BRIEF >>
Copy exactly, and only, the lines from the line containing "Indicate every instance of the white boundary" through the last line of the records below, both included.

[Collection entries]
· · · ·

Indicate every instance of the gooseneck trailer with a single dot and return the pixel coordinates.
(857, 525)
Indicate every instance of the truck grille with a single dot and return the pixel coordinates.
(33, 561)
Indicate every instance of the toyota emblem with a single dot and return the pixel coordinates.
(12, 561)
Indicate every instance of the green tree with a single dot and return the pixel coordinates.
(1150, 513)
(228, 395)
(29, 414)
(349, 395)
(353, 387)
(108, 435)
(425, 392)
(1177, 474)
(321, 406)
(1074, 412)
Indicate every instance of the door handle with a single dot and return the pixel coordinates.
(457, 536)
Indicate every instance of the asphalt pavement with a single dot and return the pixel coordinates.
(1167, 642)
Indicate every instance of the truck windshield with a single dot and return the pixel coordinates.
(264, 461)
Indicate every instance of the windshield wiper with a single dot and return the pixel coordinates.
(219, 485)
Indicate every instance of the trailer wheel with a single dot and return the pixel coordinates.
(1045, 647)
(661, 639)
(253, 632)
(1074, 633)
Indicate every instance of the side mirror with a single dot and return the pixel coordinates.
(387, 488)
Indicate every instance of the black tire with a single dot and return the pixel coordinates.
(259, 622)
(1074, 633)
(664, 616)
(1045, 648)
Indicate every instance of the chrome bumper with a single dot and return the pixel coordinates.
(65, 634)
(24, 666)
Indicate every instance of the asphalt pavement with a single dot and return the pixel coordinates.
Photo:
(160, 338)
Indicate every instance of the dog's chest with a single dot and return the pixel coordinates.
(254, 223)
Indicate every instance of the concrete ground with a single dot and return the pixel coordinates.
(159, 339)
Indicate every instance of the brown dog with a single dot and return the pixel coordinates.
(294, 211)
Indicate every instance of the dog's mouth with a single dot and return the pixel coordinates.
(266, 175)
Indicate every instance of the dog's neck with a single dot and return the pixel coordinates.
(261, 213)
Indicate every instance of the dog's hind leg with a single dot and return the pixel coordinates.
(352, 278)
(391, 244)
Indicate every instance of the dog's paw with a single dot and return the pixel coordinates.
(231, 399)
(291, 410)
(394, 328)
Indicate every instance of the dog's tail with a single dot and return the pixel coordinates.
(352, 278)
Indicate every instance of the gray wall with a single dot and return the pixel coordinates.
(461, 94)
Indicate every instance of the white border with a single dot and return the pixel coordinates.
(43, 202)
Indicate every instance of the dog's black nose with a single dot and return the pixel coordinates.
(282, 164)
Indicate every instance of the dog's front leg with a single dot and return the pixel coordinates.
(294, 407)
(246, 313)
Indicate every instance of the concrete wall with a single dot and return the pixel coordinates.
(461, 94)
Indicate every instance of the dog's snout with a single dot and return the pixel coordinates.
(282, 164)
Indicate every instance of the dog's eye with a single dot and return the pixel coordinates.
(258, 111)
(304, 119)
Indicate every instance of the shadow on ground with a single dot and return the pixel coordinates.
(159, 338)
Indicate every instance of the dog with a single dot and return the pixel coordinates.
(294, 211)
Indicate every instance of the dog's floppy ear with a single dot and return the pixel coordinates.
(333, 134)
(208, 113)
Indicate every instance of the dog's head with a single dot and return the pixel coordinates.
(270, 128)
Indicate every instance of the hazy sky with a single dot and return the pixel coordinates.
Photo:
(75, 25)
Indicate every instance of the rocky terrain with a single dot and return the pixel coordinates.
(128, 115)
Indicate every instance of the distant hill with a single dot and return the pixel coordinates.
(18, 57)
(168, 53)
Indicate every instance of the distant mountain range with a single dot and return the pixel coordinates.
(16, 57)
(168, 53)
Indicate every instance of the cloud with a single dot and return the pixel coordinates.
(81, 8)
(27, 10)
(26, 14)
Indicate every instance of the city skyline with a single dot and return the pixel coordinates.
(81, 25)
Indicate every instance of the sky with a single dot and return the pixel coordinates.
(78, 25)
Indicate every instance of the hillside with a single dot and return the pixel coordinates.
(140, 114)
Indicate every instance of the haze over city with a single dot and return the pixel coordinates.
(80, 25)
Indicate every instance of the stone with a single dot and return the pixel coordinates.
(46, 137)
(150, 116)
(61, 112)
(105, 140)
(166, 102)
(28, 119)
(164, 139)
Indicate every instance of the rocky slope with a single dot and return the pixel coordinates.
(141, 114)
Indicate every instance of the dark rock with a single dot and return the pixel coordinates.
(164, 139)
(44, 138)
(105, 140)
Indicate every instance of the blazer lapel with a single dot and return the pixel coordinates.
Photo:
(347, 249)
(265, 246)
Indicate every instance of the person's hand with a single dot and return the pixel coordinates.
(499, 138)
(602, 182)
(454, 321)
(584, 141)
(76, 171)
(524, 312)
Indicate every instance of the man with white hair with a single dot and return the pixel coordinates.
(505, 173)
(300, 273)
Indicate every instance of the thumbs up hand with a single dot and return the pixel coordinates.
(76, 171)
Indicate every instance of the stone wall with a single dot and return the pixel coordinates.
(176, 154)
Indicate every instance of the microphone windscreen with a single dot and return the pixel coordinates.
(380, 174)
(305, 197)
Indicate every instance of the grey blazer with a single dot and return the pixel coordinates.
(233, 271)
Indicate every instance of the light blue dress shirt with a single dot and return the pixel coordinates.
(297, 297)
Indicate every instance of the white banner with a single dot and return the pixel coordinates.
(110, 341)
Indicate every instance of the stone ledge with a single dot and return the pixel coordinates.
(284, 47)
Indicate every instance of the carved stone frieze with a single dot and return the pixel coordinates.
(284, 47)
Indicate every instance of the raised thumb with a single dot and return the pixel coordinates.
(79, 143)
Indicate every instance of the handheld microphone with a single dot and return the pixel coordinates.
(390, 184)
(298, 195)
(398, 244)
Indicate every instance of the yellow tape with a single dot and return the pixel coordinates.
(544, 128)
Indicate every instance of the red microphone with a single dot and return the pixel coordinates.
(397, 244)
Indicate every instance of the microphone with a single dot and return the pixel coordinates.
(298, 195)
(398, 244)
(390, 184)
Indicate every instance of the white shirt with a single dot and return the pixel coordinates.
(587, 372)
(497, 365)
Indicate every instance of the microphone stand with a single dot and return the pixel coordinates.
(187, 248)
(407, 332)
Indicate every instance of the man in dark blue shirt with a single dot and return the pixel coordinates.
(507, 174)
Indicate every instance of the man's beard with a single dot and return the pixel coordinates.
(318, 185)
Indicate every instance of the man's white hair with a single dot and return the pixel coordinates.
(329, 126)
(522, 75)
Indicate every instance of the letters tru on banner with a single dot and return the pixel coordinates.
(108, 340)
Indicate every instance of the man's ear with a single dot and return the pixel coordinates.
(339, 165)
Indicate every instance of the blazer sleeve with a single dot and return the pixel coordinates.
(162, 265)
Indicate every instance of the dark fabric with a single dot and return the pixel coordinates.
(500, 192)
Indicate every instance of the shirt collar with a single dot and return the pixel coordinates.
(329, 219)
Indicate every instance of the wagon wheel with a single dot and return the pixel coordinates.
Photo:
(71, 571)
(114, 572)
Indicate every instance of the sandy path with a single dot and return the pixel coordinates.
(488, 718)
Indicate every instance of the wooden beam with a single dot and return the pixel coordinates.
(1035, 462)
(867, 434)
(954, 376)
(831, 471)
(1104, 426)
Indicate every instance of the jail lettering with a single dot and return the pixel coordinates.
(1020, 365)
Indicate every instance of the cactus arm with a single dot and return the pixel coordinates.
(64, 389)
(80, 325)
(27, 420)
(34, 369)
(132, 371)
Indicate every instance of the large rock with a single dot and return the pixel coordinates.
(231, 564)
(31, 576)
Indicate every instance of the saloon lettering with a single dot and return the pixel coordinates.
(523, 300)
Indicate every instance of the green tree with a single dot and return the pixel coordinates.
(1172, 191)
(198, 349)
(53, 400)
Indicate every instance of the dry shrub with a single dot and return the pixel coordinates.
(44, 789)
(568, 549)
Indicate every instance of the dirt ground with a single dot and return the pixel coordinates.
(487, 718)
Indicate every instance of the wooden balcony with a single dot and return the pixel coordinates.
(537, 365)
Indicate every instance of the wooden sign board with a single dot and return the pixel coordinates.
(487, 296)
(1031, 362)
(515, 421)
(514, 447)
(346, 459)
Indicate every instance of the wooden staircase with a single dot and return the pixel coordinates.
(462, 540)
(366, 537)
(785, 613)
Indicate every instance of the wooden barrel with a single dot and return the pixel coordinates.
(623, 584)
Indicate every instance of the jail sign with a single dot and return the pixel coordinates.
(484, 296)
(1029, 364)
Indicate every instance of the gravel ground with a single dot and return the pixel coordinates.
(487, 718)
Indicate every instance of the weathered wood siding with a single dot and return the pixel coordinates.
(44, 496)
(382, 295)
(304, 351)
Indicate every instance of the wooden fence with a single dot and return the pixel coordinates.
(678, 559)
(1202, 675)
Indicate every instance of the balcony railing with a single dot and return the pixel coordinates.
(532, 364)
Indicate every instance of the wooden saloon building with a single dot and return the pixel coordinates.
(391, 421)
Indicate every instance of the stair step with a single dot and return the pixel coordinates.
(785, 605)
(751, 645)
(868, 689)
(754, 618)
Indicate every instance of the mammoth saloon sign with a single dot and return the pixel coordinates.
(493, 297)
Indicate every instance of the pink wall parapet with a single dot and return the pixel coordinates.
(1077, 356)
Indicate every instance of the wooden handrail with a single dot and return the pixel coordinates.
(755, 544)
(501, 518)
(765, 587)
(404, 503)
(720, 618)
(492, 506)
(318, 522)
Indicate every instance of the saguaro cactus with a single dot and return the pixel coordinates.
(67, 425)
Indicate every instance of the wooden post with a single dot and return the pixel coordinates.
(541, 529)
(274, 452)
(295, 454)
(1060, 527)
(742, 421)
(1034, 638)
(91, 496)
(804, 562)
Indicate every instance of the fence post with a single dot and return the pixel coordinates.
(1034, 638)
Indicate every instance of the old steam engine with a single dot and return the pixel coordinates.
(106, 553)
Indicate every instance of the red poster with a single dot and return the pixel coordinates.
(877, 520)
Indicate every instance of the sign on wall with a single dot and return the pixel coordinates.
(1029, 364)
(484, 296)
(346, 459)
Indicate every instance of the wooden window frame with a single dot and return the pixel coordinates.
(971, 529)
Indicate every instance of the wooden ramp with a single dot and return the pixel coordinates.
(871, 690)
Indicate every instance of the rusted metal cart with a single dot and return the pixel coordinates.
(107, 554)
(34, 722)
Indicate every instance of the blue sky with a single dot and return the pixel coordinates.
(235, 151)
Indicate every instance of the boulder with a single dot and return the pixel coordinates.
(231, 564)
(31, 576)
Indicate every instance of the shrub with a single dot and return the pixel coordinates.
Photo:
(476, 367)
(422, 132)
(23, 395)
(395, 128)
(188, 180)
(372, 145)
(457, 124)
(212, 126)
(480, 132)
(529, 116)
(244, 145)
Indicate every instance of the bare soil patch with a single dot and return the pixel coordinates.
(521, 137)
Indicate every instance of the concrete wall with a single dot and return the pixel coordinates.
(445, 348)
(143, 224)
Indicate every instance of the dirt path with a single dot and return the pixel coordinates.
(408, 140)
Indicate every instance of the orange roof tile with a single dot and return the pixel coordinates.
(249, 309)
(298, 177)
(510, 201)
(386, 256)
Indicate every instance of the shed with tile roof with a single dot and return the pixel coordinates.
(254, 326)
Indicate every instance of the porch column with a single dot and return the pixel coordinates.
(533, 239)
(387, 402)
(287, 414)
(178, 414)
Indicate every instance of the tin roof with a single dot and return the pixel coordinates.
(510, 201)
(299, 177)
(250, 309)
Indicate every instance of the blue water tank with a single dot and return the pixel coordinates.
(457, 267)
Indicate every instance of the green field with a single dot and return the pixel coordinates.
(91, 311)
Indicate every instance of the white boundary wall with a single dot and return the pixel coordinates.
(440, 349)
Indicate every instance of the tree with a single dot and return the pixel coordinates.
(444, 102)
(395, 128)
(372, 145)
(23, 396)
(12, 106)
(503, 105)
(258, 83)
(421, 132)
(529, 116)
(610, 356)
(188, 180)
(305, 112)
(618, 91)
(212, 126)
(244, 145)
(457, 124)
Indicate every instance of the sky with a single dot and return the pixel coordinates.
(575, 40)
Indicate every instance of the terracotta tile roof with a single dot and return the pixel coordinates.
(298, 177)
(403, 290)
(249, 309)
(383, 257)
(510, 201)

· · · ·

OUTPUT OF THE EXERCISE >>
Indicate every instance of the white boundary wall with a single dot and return the pixel coordinates.
(440, 349)
Indicate every instance of the tree with a single dot and return the pixel coordinates.
(444, 102)
(395, 128)
(372, 145)
(23, 396)
(12, 106)
(503, 105)
(258, 83)
(421, 132)
(529, 116)
(610, 356)
(188, 180)
(305, 112)
(618, 91)
(212, 126)
(244, 145)
(457, 124)
Indicate every instance of the sky with a single dot and return the pixel coordinates.
(575, 40)
Indicate every instance of the terracotta tile roof with a single dot and return the pixel coordinates.
(298, 177)
(403, 290)
(249, 309)
(383, 257)
(510, 201)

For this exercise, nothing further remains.